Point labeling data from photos
────────────────────────────────────────

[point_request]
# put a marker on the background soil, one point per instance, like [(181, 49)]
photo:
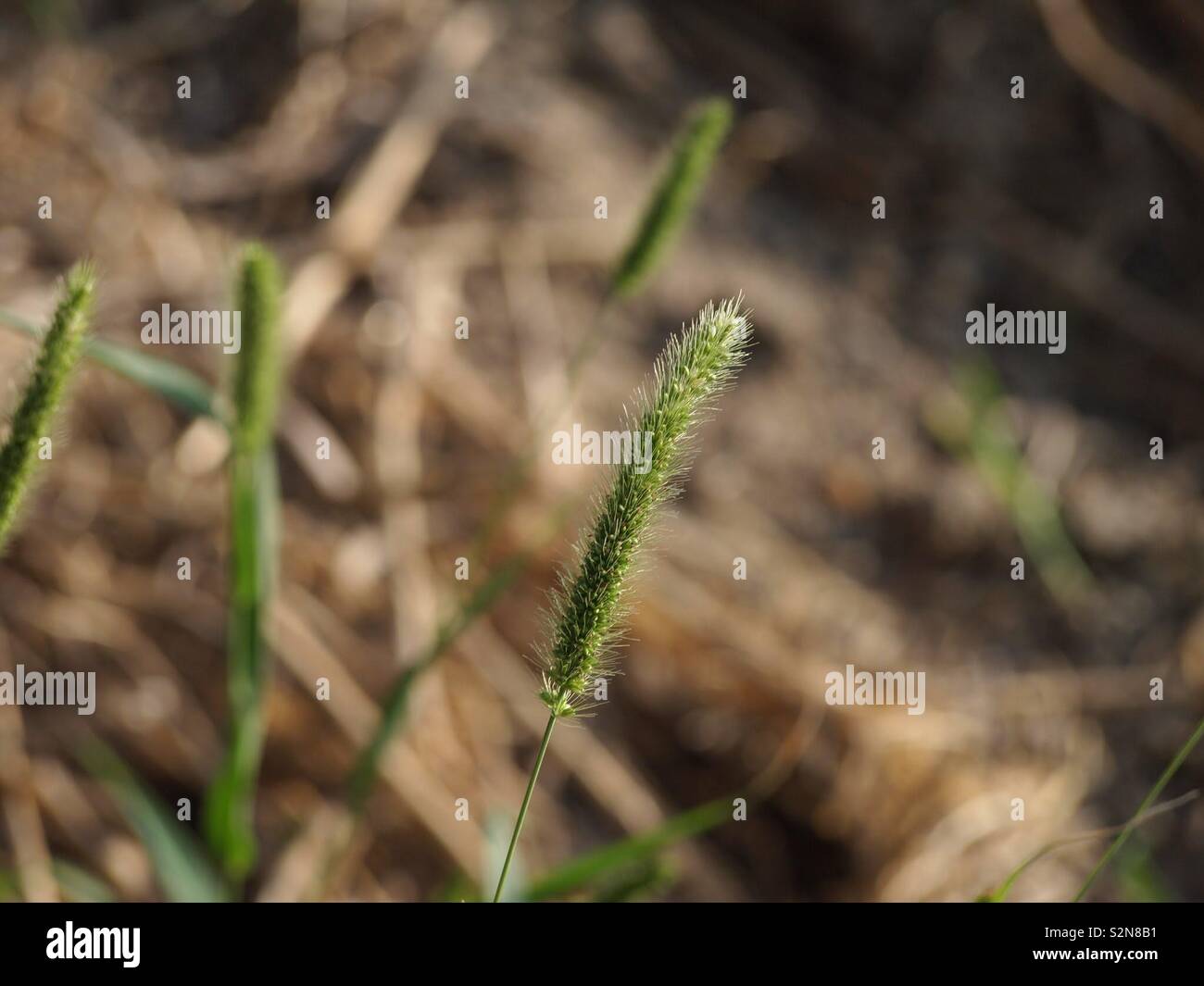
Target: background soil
[(483, 207)]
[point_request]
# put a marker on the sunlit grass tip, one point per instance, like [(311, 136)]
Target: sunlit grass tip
[(694, 155), (44, 389), (257, 372), (589, 605)]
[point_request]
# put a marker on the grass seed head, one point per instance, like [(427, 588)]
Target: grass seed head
[(589, 605)]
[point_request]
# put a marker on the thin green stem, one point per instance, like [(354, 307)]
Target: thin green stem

────────────────────────────────────────

**Task**
Rewrite the lines above, substituting "place a point on" for every instance of "put a marker on" and leaving everything else unchanged. Omit the pictures from your output.

**Answer to this exercise**
[point_request]
# place a point on the background soil, one point per instance, like [(181, 49)]
photo:
Target: background soil
[(483, 207)]
[point_request]
# place a point on the sunlit grass tip, one point per instance, like [(311, 136)]
Target: sunlit grass tip
[(694, 155), (44, 389), (257, 372), (589, 605)]
[point_request]
# place a point on the grass seed head, one point per instance, like [(427, 588)]
Target: grass seed head
[(589, 605)]
[point_request]
# place a point on the thin green stem, one point per instance, like [(354, 307)]
Target: thin green stem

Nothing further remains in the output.